_Task goal_: Show every line of the items below that contains the string "intercom", copying each such line in full. Matching is case-sensitive.

_Material provided_:
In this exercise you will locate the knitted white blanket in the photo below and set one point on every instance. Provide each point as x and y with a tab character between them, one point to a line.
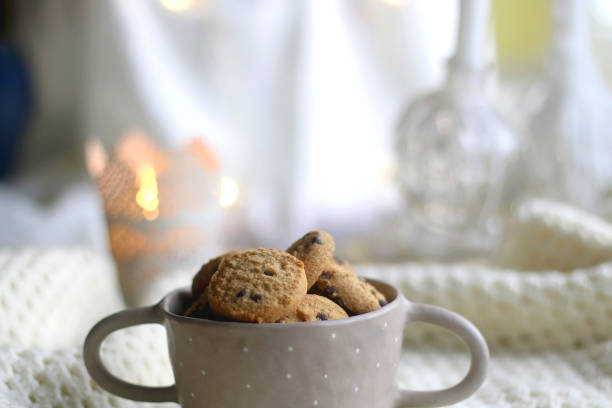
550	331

...

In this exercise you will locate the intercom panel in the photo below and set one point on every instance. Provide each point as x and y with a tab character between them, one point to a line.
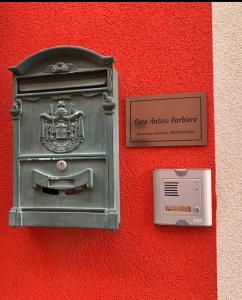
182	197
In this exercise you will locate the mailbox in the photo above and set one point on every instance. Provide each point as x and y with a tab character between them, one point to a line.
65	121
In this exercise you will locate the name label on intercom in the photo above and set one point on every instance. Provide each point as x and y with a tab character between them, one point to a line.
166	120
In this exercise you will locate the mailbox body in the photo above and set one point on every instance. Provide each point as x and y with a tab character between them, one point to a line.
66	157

_Answer for the task_:
In this exercise you will locate the intercom panel in the photo below and set one point on every instance. Provide each point as x and y with a tab character between them, one point to a line.
In this exercise you will locate the name label on intercom in the photo above and set one point on every instance. Provide each point as x and y with a tab character between them, one point to a line.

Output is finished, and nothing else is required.